Reproduce every entry exactly as given.

DATA PROVIDED:
-- Opening Marker --

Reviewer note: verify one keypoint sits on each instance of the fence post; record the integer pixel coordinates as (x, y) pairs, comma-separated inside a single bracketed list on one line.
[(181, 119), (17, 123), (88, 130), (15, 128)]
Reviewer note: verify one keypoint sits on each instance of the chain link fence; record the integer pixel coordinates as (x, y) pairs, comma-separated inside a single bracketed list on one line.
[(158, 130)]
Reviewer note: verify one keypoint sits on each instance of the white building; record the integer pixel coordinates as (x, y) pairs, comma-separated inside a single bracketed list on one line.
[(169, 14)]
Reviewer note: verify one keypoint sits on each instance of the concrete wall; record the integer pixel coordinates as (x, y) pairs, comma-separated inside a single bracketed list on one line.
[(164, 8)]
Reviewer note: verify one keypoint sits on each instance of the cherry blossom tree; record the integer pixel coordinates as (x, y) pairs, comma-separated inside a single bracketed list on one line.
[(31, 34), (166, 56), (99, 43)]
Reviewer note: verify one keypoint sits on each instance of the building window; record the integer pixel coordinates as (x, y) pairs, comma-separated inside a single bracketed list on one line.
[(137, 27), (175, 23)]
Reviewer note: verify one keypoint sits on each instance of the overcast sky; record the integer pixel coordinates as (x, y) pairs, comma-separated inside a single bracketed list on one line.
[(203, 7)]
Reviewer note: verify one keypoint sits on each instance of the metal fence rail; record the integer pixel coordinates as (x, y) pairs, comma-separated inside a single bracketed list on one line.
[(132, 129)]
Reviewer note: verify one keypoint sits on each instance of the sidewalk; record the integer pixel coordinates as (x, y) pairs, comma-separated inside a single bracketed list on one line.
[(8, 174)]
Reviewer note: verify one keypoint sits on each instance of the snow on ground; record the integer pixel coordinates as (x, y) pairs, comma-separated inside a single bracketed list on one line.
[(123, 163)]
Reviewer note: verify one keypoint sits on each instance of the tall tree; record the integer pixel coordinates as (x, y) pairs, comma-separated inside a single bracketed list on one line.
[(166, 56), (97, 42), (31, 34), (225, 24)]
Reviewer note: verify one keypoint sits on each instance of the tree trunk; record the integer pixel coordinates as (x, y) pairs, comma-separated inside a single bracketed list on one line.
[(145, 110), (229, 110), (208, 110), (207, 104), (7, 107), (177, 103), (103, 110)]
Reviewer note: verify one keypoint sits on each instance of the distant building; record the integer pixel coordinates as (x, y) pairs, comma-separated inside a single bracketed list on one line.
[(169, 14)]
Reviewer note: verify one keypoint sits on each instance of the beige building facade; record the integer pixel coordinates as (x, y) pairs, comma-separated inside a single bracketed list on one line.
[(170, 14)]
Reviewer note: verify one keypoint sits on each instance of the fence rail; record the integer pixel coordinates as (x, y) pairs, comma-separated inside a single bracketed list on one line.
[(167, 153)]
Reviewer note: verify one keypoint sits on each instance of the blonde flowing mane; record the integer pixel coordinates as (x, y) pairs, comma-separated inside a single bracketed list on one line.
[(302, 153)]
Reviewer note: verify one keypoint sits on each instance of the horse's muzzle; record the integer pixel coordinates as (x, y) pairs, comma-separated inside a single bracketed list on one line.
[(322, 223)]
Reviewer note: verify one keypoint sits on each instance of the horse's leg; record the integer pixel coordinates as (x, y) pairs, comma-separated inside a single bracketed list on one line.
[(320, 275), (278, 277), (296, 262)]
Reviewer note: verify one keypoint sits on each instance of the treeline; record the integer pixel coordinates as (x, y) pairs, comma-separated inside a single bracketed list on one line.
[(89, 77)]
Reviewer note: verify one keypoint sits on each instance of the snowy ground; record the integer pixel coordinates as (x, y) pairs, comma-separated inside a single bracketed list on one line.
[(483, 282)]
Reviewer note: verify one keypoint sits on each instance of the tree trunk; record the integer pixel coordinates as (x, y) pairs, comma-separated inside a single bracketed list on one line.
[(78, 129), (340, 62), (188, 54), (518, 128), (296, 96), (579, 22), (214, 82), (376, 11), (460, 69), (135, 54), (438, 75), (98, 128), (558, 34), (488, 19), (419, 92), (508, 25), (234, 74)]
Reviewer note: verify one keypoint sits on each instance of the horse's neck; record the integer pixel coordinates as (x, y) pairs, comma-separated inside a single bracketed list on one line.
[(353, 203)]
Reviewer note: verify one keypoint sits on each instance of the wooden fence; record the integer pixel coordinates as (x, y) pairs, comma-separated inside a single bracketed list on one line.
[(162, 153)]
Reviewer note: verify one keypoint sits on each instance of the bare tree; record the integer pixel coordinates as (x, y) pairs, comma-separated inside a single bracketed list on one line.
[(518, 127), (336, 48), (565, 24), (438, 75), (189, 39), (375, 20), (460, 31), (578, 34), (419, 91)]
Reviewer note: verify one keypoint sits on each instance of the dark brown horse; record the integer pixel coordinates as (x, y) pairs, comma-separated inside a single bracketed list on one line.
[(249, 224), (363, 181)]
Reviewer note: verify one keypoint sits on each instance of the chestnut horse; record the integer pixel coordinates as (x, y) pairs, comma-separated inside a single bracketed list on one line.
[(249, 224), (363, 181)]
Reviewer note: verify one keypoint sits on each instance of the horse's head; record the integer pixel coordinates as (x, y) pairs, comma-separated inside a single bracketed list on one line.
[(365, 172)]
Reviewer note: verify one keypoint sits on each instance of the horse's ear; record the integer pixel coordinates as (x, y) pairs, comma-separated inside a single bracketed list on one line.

-- Closing Marker --

SOLUTION BELOW:
Reviewer note: verify one keypoint sits on each instance of the fence post; record the integer pixel coordinates as (x, y) pairs, comma-separated inside a single bracketed list on one line.
[(181, 119), (17, 123), (88, 130), (15, 128)]
Reviewer note: verify one keypoint sits on each instance of the chain link fence; record the integer pixel coordinates as (x, y) pairs, comma-separated inside a single bracketed list on one line.
[(158, 130)]
Reviewer note: verify one keypoint sits on each instance of the white building; record the integer pixel coordinates as (x, y) pairs, comma-separated inside a single bracketed list on one line.
[(169, 14)]
Reviewer note: verify one keypoint sits on each instance of the concrete wall; record the integer pixel coordinates as (x, y) pairs, comma-separated inside a single bracketed list on one line.
[(164, 8)]
Reviewer note: verify one keypoint sits on each instance of the cherry blossom tree; record the integer pixel coordinates as (x, y) pairs, comma-separated inside a single bracketed list on one line.
[(31, 34), (166, 56), (99, 43)]
Reviewer note: verify one keypoint sits on each instance of the building window; record the integer pixel coordinates as (x, y) pairs, comma-separated inside a single bracketed list on one line.
[(137, 27), (175, 23)]
Reviewer note: verify one keypoint sits on each instance of the overcast sky; record the integer pixel coordinates as (x, y) pairs, comma-separated inside a single bracketed list on one line.
[(203, 7)]
Reviewer note: verify one keypoint sits on each instance of the metal fence rail; record the integer pixel coordinates as (x, y) pairs, comma-separated inside a single bracketed list on one line.
[(132, 129)]
Reviewer note: verify one keypoint sits on each instance of the sidewalk; record the integer pixel coordinates as (x, y) pairs, comma-separated inside a single bracketed list on one line.
[(8, 174)]
Reviewer note: verify one keypoint sits on each instance of the snow on ground; record the integer pixel coordinates as (x, y) pairs, comma-separated inside a single bracketed list on one line.
[(123, 163)]
Reviewer note: verify one keypoint sits on each instance of the tall tree; record the integer pixel coordinates as (x, y) pairs, comma-separated inside a single bracketed list on one line.
[(166, 56), (97, 42), (31, 34), (225, 24)]
Reviewer note: verify one keypoint sits on each instance of the tree trunk; record the integer pixel coordinates as (x, y) pairs, comma-separated inside a single bracketed list on one line.
[(145, 110), (229, 110), (208, 110), (207, 104), (7, 107), (177, 103), (103, 110)]
Reviewer note: verify one keypoint sits on each instance of the distant building; record the integer pixel coordinates as (x, y) pairs, comma-separated inside a single bracketed list on one line.
[(169, 14)]
Reviewer note: verify one keypoint sits on each instance of the beige building facade; record the integer pixel coordinates as (x, y) pairs, comma-separated inside a single bracketed list on one line.
[(170, 14)]
Reviewer note: verify one keypoint sits on each instance of the fence rail; record the integer pixel coordinates as (x, y) pairs, comma-separated inside a single bracketed list on one line.
[(167, 153)]
Reviewer note: verify one keypoint sits on each instance of the blonde flowing mane; record the integer pixel coordinates as (x, y) pairs, comma-separated inside a single bracketed list on one line.
[(302, 153)]
Reviewer note: verify one keypoint sits on each instance of the horse's muzzle; record the integer pixel coordinates as (x, y) pairs, comma-separated inside a single bracketed list on one line.
[(322, 223)]
Reviewer note: verify one keypoint sits on each instance of the horse's leg; record the integer pixel coordinates as (x, y) pairs, comma-separated inside a single bracketed list on one line.
[(320, 275), (278, 277), (296, 262)]
Reviewer note: verify one keypoint sits on each instance of the treeline; record the integer pixel coordinates as (x, y) pairs, comma-separated inside a single bracketed list on one line.
[(89, 77)]
Reviewer note: verify one keypoint sits on each instance of the snowy ground; record the integer pixel coordinates as (x, y) pairs, comma-separated inside a single bracketed list on one line.
[(483, 282)]
Reviewer note: verify one keypoint sits on each instance of the tree trunk; record the integer pixel coordinates as (x, y) pairs, comma-separated inside a single bracketed list on one line.
[(78, 129), (340, 62), (188, 54), (518, 128), (296, 96), (579, 22), (214, 82), (376, 11), (460, 69), (135, 54), (438, 75), (98, 128), (558, 34), (488, 19), (419, 92), (508, 25), (234, 74)]
Reviewer note: verify one keypoint sits on each instance of the horse's neck; record the integer pixel coordinates as (x, y) pairs, comma-separated inside a single bracketed list on one line.
[(353, 203)]
Reviewer note: verify one keypoint sits on each instance of the wooden fence; record the integer pixel coordinates as (x, y) pairs, comma-separated inside a single bracketed list on one line.
[(162, 153)]
Reviewer note: verify one keypoint sits on each instance of the bare tree; record the integer pixel coordinates as (x, y) pairs, comma-separated inside a single bracketed list on one line.
[(518, 127), (336, 48), (565, 24), (438, 75), (189, 39), (375, 20), (460, 31), (578, 34), (419, 91)]
Reviewer note: verify one keypoint sits on each instance of the dark brown horse; record the integer pixel coordinates as (x, y) pairs, comma-separated inside a single bracketed list on one line.
[(249, 224), (363, 181)]
Reviewer note: verify one keypoint sits on each instance of the chestnut horse; record the integer pixel coordinates as (x, y) pairs, comma-separated inside a single bracketed list on one line.
[(249, 224), (363, 181)]
Reviewer note: verify one keypoint sits on each instance of the horse's head; record the integer pixel coordinates as (x, y) pairs, comma-separated inside a single bracketed list on one line.
[(365, 172)]
Reviewer note: verify one keypoint sits on each instance of the horse's ear; record the integer pixel coordinates as (x, y) pairs, comma-separated inside a single bracketed list on one line.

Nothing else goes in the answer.